▸ **Source extract**:

*-*-*

The goal of clumsy solutions is to combine the three powers by fostering forms of each which are both benign and compatible with the others. Such a balance is unusual and only temporary when it is achieved. The more normal case is for one perspective to dominate in something like the following way:

System governance:

Hierarchical orientation – Political/administrative centre takes responsibility in some detail for schools and what they do.

Solidaristic orientation – Direction provided by a closed circle of stakeholders, what Professor Rod Rhodes termed a ‘policy network’:‘a set of formal and informal institutional linkages between governmental and other actors structured around shared interests in public policymaking and implementation’

Individualistic orientation – Focus on quasi-market regulation encouraging and facilitating consumer (parental) choice and easing market entry and exit (take-over)

The school:

Hierarchical orientation – Power centred in the hands of the Head (and or governors), school highly structured around centrally mandated goals

Solidaristic orientation –Organisation driven by shared and co-produced mission with emphasis on wider social goals (in terms of both content of learning and school engagement with other schools and wider society).

Individualistic orientation – School sees itself as a market player driving in turn a ‘sink or swim’ culture in which success is rewarded and failure seen as the responsibility of individual teachers or pupils

Teaching and learning

Hierarchical orientation – Focus on knowledge, subject and traditional (sage on the stage) model of pedagogy

Solidaristic orientation – Focus on learning process as collaborative (both between teachers and between teachers and learners) and on wider development of pupils as ‘rounded citizens’.

Individualistic orientation – Focus on developing pupils’ capacity for self-directed independent learning and self- determination; explicit encouragement of experimentation and innovation

The downside of each emphasis differs from domain to domain but, in general, hierarchical orientation risks being bureaucratic and overbearing, solidaristic being introspective and producerist, and individualism encouraging atomism and attenuated social responsibility.

Of course, these are highly simplified descriptions but they give some sense of the inherent possibilities and frailties of each emphasis. More interesting may be to superimpose this framework on current Coalition policy and on various explicit or implicit alternatives.

What might be termed Gove-ism combines an individualistic orientation at the level of the system (Academies, Free schools, consumer-focussed information) and a hierarchical one at the level of teaching and learning (standards, focus on traditional subjects and forms of pedagogy). While thinking systematically about schools as institutions is largely absent, the effect of Government policy tends to be to reinforce hierarchical control by ‘heroic’ head-teachers.

In contrast, what might be termed naïve progressivism tends towards solidarism at each level while tending to understate the inherent frailties of such an emphasis.

The clumsy approach seeks to combine all three power sources at each level.

*-*-*

Dataset records on object locations
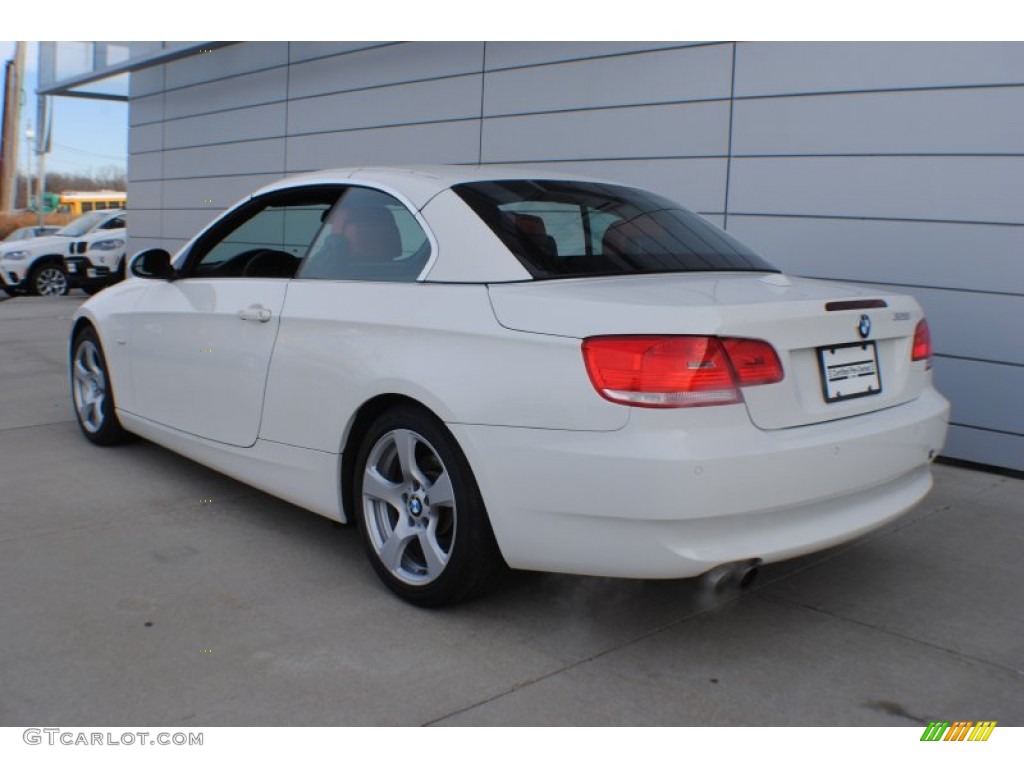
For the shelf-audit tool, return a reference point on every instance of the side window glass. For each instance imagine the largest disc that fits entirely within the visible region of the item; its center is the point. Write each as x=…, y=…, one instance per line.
x=369, y=236
x=270, y=241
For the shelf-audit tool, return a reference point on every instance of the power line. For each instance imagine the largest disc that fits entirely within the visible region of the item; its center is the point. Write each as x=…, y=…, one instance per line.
x=86, y=152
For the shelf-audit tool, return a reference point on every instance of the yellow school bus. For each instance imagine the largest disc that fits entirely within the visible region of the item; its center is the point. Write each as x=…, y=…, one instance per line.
x=78, y=203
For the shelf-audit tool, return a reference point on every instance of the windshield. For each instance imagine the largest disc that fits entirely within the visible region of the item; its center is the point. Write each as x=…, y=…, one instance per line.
x=82, y=224
x=576, y=228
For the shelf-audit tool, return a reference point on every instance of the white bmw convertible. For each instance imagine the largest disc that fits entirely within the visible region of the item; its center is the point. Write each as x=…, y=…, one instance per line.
x=486, y=369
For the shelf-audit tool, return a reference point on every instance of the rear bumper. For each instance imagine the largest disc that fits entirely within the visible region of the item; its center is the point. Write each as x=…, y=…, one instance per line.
x=659, y=501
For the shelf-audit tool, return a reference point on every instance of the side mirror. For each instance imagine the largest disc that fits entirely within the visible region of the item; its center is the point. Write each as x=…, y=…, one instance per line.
x=154, y=263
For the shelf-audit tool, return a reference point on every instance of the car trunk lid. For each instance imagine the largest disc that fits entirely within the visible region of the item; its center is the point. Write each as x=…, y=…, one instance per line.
x=845, y=350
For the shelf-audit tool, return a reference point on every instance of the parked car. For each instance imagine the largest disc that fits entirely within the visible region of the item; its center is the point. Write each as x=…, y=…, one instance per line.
x=96, y=259
x=37, y=266
x=484, y=368
x=28, y=232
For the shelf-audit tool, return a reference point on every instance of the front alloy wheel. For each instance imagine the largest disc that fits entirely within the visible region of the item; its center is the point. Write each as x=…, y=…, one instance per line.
x=420, y=512
x=50, y=280
x=91, y=391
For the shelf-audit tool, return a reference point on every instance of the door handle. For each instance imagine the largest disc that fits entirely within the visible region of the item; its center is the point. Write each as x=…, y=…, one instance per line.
x=255, y=312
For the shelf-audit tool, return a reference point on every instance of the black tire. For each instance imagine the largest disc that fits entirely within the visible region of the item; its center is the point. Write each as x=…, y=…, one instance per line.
x=48, y=279
x=445, y=550
x=92, y=397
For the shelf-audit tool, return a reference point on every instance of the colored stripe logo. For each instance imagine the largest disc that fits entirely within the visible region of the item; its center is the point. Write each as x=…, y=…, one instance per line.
x=961, y=730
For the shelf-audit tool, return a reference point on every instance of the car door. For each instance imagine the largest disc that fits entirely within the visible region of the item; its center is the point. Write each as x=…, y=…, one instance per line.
x=202, y=343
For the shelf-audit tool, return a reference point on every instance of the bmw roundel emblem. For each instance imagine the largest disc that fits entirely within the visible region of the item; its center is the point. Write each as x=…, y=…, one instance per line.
x=864, y=327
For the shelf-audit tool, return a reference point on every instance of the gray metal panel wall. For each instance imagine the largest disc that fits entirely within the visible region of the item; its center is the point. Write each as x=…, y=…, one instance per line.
x=896, y=165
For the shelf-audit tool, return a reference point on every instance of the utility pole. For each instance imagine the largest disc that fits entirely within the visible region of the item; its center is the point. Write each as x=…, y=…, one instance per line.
x=43, y=136
x=29, y=135
x=11, y=118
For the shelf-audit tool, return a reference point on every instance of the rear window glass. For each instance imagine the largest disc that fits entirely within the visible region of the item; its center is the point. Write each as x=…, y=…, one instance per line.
x=576, y=228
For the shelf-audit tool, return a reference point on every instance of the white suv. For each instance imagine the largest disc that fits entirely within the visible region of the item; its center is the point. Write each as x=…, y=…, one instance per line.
x=92, y=245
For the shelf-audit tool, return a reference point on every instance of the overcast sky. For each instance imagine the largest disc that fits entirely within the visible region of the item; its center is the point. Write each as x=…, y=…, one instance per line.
x=88, y=134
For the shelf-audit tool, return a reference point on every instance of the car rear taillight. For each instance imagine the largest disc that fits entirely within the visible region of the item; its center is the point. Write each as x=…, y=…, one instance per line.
x=754, y=360
x=677, y=371
x=922, y=343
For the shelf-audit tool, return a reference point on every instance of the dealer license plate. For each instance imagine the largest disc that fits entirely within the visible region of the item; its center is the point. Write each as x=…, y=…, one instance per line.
x=850, y=371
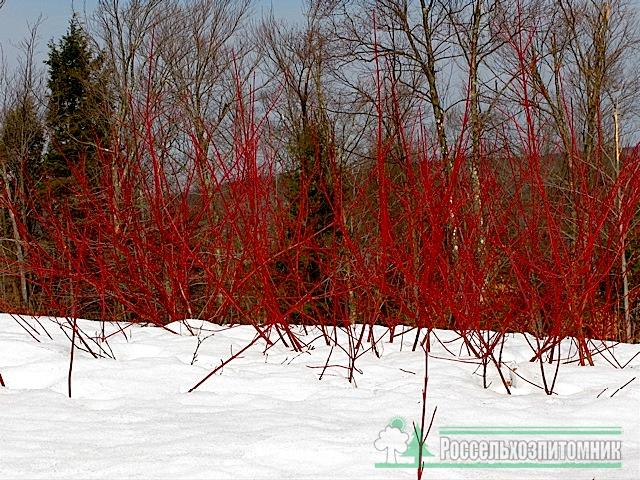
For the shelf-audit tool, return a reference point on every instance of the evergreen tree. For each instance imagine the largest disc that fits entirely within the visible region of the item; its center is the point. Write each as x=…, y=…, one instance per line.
x=78, y=106
x=22, y=140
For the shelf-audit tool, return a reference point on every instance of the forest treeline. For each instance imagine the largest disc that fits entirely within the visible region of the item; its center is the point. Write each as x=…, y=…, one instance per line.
x=467, y=164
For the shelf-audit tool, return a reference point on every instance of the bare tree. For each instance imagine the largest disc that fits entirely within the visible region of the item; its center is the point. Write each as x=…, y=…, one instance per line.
x=21, y=143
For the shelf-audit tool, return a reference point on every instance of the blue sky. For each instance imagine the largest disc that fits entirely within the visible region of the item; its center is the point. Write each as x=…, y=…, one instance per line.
x=17, y=14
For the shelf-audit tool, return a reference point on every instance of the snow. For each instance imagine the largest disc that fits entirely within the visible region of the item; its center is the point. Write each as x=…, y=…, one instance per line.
x=267, y=415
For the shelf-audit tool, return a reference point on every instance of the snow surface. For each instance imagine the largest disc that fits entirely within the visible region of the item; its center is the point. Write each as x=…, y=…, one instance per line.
x=268, y=416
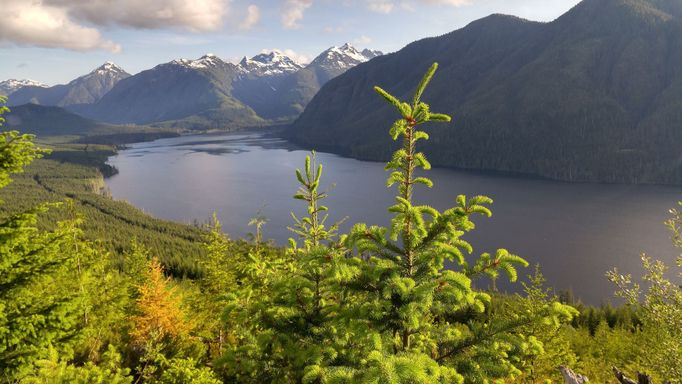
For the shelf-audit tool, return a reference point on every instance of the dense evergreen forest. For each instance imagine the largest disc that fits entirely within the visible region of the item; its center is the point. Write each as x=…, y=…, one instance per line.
x=94, y=291
x=591, y=96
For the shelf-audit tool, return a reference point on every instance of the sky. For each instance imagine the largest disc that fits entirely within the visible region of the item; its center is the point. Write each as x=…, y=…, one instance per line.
x=55, y=41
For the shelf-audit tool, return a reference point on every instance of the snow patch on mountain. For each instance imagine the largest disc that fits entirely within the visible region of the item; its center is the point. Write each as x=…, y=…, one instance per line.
x=344, y=57
x=269, y=64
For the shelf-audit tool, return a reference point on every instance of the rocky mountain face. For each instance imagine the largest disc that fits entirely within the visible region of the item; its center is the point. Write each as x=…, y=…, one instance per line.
x=186, y=92
x=595, y=95
x=199, y=93
x=298, y=89
x=87, y=89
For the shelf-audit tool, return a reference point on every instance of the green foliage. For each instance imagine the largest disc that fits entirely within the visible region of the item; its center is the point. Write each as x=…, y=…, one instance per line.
x=52, y=370
x=16, y=150
x=375, y=305
x=660, y=308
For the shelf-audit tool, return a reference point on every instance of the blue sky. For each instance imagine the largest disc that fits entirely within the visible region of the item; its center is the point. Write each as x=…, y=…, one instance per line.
x=55, y=41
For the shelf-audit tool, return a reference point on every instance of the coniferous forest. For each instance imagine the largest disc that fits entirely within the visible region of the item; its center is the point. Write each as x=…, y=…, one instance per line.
x=95, y=291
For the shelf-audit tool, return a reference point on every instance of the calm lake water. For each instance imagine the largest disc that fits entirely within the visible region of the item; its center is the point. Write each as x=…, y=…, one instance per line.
x=575, y=231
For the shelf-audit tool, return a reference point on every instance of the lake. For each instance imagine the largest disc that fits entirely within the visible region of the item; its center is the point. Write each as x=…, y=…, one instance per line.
x=576, y=232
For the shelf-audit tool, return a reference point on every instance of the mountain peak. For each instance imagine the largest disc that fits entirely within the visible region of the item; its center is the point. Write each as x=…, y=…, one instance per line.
x=344, y=57
x=108, y=67
x=206, y=61
x=270, y=63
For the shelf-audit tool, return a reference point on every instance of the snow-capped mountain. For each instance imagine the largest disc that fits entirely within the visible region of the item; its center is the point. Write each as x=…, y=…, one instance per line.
x=343, y=58
x=203, y=92
x=10, y=86
x=197, y=92
x=269, y=64
x=86, y=89
x=208, y=61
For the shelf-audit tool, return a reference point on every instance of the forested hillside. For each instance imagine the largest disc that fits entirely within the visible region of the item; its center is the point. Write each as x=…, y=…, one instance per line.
x=591, y=96
x=94, y=291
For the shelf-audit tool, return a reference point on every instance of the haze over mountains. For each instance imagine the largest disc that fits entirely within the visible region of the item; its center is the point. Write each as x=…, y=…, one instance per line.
x=595, y=95
x=198, y=94
x=86, y=89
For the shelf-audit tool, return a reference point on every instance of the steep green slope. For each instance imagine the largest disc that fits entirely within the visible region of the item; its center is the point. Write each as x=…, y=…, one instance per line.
x=188, y=93
x=594, y=95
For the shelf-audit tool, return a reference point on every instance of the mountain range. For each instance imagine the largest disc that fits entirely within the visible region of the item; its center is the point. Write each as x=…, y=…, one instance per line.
x=203, y=93
x=595, y=95
x=86, y=89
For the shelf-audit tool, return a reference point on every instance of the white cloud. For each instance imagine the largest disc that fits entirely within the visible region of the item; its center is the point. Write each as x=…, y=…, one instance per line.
x=362, y=40
x=388, y=6
x=454, y=3
x=73, y=24
x=33, y=23
x=380, y=6
x=251, y=19
x=293, y=11
x=192, y=15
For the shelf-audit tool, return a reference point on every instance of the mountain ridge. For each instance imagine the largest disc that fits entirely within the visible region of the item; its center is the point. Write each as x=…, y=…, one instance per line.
x=590, y=96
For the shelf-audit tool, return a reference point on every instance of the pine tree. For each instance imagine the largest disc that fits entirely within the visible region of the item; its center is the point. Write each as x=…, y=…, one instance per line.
x=660, y=309
x=41, y=303
x=421, y=322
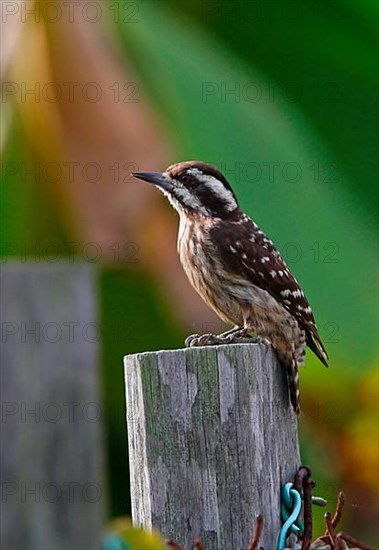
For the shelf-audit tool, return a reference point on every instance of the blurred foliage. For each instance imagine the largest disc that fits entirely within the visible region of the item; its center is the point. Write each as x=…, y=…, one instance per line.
x=121, y=535
x=252, y=87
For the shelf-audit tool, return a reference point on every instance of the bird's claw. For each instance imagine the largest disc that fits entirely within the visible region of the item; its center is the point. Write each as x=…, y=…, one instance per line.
x=209, y=339
x=196, y=340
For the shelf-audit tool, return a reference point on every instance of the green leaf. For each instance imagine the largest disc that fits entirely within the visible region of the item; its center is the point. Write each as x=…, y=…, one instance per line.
x=304, y=207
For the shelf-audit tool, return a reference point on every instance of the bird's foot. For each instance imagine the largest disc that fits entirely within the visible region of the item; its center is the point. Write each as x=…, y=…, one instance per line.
x=196, y=340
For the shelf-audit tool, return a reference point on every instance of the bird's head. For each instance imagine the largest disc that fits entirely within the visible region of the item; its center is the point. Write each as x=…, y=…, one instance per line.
x=195, y=187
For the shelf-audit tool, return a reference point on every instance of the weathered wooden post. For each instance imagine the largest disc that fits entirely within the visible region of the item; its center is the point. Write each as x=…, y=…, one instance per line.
x=212, y=439
x=52, y=468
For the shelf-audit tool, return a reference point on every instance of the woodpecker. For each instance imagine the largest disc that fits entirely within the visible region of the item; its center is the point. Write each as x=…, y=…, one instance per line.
x=236, y=269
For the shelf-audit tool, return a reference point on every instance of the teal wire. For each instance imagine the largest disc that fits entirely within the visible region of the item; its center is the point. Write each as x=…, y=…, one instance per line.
x=287, y=494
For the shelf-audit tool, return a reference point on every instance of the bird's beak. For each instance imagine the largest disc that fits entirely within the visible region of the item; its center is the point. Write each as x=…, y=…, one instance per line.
x=157, y=178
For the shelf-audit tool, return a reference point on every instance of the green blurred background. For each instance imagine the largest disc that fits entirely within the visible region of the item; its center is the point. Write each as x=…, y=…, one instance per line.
x=283, y=97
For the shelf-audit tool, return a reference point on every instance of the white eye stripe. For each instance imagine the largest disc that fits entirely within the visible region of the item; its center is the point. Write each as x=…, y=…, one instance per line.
x=217, y=187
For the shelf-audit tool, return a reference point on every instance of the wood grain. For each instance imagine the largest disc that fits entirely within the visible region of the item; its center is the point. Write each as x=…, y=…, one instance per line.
x=212, y=438
x=51, y=438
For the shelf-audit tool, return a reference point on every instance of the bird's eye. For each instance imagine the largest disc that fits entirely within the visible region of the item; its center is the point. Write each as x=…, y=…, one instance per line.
x=188, y=180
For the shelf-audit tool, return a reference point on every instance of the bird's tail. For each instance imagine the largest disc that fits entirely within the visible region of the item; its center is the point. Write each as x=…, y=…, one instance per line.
x=315, y=344
x=293, y=386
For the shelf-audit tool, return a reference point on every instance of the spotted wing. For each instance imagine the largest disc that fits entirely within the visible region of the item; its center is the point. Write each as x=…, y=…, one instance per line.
x=245, y=250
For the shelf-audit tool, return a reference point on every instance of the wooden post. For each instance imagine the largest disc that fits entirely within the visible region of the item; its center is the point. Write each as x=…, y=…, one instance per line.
x=212, y=439
x=52, y=484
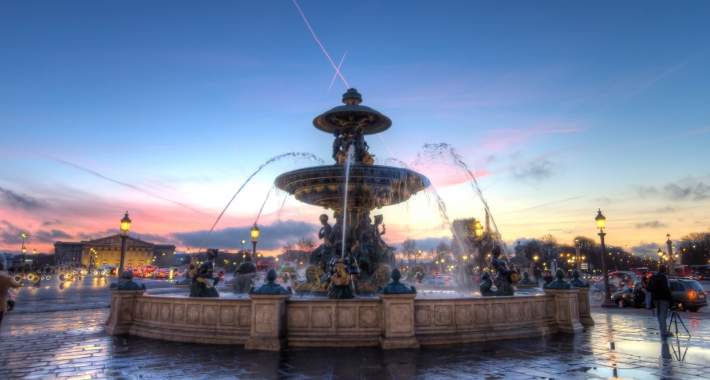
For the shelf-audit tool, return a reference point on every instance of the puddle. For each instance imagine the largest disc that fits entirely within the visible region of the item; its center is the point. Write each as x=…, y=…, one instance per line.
x=676, y=349
x=621, y=373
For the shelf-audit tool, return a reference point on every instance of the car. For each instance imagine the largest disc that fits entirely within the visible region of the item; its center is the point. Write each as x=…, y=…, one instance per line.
x=686, y=295
x=446, y=281
x=618, y=280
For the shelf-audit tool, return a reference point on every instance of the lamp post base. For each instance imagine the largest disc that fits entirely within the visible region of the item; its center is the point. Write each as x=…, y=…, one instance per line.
x=608, y=302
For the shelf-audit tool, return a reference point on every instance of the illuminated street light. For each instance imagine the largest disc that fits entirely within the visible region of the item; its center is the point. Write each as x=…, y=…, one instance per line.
x=254, y=238
x=125, y=226
x=601, y=224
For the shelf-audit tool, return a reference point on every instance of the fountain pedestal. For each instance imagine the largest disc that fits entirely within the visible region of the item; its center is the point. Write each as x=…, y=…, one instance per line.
x=398, y=318
x=268, y=322
x=566, y=306
x=122, y=310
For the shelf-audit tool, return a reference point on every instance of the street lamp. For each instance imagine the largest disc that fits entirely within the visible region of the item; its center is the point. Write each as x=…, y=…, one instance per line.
x=125, y=226
x=671, y=259
x=24, y=236
x=478, y=229
x=601, y=224
x=254, y=238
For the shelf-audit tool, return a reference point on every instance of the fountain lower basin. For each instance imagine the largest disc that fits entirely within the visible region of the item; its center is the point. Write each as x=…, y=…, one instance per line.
x=391, y=321
x=369, y=187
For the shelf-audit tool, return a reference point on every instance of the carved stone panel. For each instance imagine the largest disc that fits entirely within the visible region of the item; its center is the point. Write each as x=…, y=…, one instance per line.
x=193, y=314
x=513, y=312
x=154, y=311
x=266, y=318
x=369, y=317
x=126, y=306
x=145, y=311
x=481, y=312
x=165, y=312
x=422, y=315
x=463, y=315
x=527, y=310
x=321, y=317
x=550, y=311
x=499, y=313
x=298, y=317
x=400, y=318
x=179, y=313
x=209, y=315
x=443, y=315
x=244, y=316
x=227, y=315
x=345, y=317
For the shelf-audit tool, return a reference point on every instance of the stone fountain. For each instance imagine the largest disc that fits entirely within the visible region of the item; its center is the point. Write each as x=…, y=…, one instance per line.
x=353, y=260
x=351, y=188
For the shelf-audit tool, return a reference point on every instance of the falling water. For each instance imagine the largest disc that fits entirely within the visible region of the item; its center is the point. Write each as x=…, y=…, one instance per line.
x=444, y=216
x=296, y=155
x=437, y=151
x=351, y=155
x=263, y=204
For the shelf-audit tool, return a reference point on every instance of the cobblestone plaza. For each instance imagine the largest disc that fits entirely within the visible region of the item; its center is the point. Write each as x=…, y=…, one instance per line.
x=624, y=343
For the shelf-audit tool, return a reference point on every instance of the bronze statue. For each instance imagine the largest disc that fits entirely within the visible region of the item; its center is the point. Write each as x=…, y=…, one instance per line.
x=343, y=273
x=502, y=281
x=366, y=251
x=337, y=145
x=244, y=275
x=324, y=233
x=200, y=287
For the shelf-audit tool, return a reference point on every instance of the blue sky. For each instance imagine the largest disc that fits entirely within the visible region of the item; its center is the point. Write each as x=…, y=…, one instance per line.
x=571, y=105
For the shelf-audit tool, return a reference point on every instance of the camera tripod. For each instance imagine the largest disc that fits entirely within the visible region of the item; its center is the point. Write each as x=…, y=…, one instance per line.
x=675, y=318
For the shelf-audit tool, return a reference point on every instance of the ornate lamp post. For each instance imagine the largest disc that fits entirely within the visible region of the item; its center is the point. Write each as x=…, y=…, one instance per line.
x=601, y=224
x=24, y=250
x=125, y=226
x=254, y=238
x=671, y=256
x=478, y=229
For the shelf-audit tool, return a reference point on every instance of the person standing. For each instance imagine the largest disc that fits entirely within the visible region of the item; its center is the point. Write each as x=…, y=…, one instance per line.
x=6, y=283
x=660, y=288
x=644, y=287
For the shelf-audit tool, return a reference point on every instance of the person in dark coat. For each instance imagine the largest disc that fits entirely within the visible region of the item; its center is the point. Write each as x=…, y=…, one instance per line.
x=660, y=287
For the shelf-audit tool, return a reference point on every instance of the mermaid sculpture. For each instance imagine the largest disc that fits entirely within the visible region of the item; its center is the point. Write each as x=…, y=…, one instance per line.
x=502, y=281
x=200, y=287
x=324, y=234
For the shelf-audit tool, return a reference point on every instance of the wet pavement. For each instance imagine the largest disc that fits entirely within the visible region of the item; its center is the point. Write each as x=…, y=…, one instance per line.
x=72, y=344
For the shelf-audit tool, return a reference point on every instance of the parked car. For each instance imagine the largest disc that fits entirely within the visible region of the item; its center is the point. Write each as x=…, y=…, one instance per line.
x=700, y=273
x=619, y=280
x=446, y=281
x=686, y=294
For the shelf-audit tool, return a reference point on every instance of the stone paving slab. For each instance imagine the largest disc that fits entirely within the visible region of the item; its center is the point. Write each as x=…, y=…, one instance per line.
x=73, y=344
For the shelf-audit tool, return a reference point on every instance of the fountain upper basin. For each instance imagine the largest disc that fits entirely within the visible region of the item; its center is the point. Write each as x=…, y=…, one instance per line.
x=369, y=186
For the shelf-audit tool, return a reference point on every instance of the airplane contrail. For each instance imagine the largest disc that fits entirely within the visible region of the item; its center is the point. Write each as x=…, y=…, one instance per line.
x=336, y=73
x=123, y=184
x=320, y=44
x=546, y=204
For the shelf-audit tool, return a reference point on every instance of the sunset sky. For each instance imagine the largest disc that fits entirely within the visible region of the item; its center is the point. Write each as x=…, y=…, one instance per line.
x=165, y=108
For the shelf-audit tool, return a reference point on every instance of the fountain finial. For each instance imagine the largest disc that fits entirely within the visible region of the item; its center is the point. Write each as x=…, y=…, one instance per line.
x=352, y=97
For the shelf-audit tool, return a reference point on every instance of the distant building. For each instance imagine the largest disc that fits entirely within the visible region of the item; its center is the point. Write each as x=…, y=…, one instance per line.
x=107, y=251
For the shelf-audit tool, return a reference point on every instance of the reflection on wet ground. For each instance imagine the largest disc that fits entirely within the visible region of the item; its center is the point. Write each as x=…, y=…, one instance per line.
x=624, y=343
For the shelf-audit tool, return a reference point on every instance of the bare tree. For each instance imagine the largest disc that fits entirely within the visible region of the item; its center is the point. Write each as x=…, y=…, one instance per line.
x=409, y=247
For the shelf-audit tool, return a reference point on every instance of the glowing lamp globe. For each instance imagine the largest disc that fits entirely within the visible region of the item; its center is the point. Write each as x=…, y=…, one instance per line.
x=254, y=233
x=478, y=228
x=125, y=224
x=601, y=220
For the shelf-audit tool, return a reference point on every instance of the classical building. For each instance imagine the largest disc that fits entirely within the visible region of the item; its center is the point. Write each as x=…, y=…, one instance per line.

*-*-*

▸ **Tasks**:
1. In the school policy essay, what term did Professor Rod Rhodes use for a closed circle of stakeholders that provides direction?
2. List every downside that the school policy essay assigns to the hierarchical, solidaristic, and individualistic orientations, with each grouped under its orientation.
3. Write the next part of the essay on clumsy solutions in school policy, starting after its final sentence.

▸ **Responses by task**:
1. A "policy network."

2.
- Hierarchical: bureaucratic, overbearing
- Solidaristic: introspective, producerist
- Individualistic: atomism, attenuated social responsibility

3.
Thus the system of governance provides hierarchical leadership by setting a clear but flexible long term strategy, providing an intelligent but challenging framework of accountability, and being a powerful advocate for schools in the wider polity. The governance framework also taps into (and fosters) solidarity by seeking to craft an open and inclusive dialogue which recognises and honours the agency of each stakeholder. The aim is to design an enabling system which maximises the degree of devolution from the centre and freedom at the level of the school and classroom.

A similar mix is recommended at the level of the school although here leadership is more personal while, in relation to solidarity, there is strong emphasis on responsibilities beyond the school. Teachers are held individually responsible for their performance but there are also powerful system of professional support and development (you must swim but there is a shallow end and lifebelts).

Things are more complex in terms of teaching and learning. A clumsy solution seeks to identify and promulgate those forms of practice and knowledge in which there really is one best route for learning. However, such codes are both underpinned by and interrogated through inquiry based practice based on a model of professionalism which sees outcomes emerging through collaboration between teachers (inside and outside the school), between teachers and learners and between schools and wider society. The goal of enabling children to be independent, self-motivated leaners and citizens is paramount, but there is also practical commitment to addressing the imbalances in social and cultural capital which make such a goal much harder for some than others.

To some this may appear like progressivism reheated, to others a back-door way of legitimising unpalatable elements of reform. But perhaps a more common reaction will be that just given by my long suffering PA Barbara (never a fan of Cultural Theory) ‘Matthew, what on earth are you going on about?’.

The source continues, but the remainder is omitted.